Stored items:
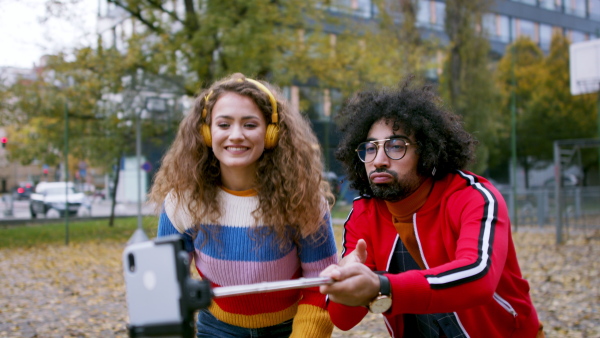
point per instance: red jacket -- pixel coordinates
(464, 236)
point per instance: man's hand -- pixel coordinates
(355, 284)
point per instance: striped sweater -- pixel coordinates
(235, 255)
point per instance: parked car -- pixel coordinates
(334, 182)
(52, 196)
(23, 191)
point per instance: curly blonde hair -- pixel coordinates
(291, 189)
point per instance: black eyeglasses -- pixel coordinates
(395, 148)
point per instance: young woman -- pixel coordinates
(243, 183)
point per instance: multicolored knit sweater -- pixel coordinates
(236, 255)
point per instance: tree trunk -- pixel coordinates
(113, 194)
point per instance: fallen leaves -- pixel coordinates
(78, 291)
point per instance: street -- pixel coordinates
(99, 208)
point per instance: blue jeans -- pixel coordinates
(209, 326)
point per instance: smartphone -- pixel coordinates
(156, 275)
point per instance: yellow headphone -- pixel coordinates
(272, 135)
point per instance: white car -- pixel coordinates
(50, 196)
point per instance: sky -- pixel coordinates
(25, 37)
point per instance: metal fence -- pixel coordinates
(579, 209)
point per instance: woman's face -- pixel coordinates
(238, 130)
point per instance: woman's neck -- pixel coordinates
(238, 179)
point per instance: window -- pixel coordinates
(575, 7)
(594, 10)
(545, 36)
(552, 5)
(577, 36)
(525, 28)
(496, 27)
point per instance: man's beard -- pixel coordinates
(396, 190)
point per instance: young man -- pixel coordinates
(427, 244)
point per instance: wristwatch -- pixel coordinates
(383, 301)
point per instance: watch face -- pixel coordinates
(381, 304)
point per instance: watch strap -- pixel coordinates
(384, 288)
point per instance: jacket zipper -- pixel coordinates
(506, 305)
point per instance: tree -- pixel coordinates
(518, 74)
(546, 110)
(553, 113)
(466, 83)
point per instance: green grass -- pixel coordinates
(79, 232)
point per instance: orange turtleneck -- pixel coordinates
(402, 212)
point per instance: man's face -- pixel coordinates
(392, 180)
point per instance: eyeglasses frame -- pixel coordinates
(382, 142)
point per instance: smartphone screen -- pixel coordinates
(153, 291)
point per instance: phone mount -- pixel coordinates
(161, 295)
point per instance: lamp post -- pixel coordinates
(513, 135)
(66, 174)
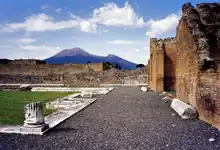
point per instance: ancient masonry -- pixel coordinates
(190, 62)
(31, 71)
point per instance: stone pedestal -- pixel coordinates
(144, 89)
(34, 118)
(86, 94)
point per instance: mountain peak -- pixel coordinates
(111, 55)
(72, 52)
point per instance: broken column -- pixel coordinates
(144, 89)
(184, 110)
(34, 117)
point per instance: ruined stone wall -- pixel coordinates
(22, 61)
(198, 75)
(162, 64)
(86, 79)
(45, 69)
(186, 71)
(170, 50)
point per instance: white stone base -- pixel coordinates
(184, 110)
(52, 120)
(144, 89)
(34, 129)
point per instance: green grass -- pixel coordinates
(12, 104)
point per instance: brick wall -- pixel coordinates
(198, 60)
(162, 64)
(186, 73)
(170, 51)
(156, 66)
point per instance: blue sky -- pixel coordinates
(41, 28)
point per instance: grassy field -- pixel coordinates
(12, 104)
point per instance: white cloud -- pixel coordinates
(112, 15)
(44, 7)
(88, 26)
(42, 22)
(165, 25)
(37, 47)
(122, 42)
(26, 40)
(41, 48)
(58, 10)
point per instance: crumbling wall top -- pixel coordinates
(154, 42)
(204, 25)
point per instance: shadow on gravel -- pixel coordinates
(61, 130)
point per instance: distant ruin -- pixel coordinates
(190, 65)
(31, 71)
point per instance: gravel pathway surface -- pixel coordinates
(125, 118)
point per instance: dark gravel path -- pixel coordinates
(124, 119)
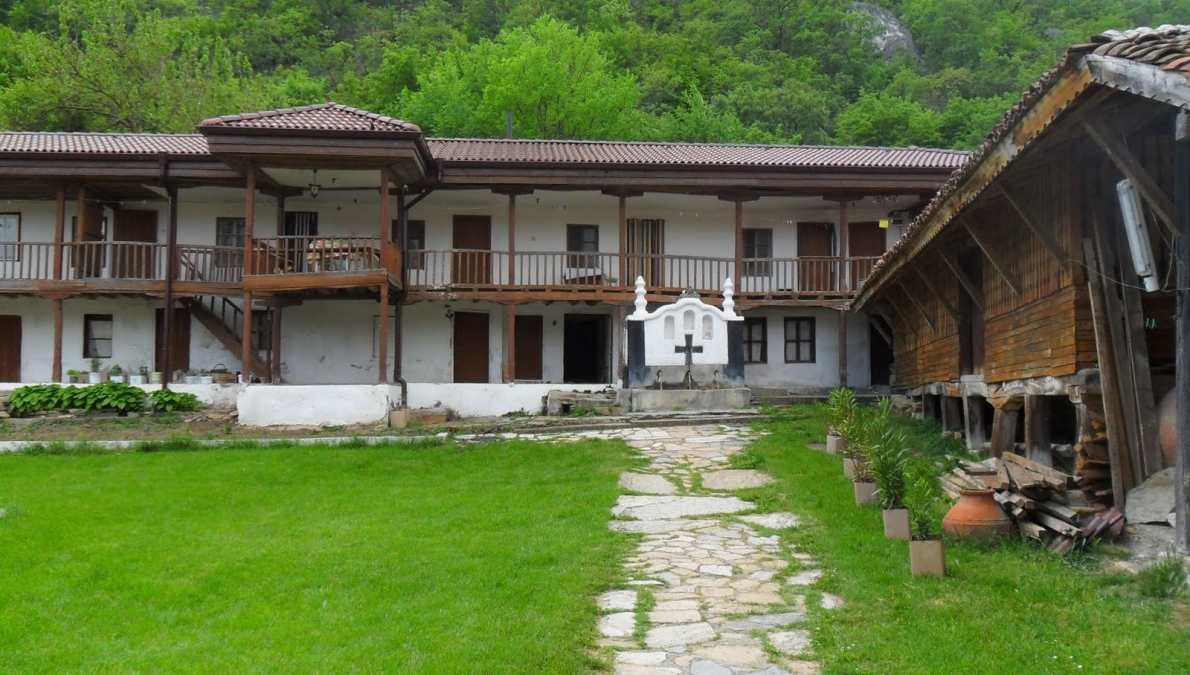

● Task
Please rewrite the records from the line with "point per instance: distant" up to and including the last line of the records, keeping each request line and raising every pixel coordinate by 20. Leave the pictures out of your answer.

● Complete output
point per instance: distant ruin -- pixel coordinates
(210, 85)
(51, 91)
point per instance: gravel pathway surface -- pixel coordinates
(145, 138)
point per instance: dark gravel path -- pixel coordinates
(144, 139)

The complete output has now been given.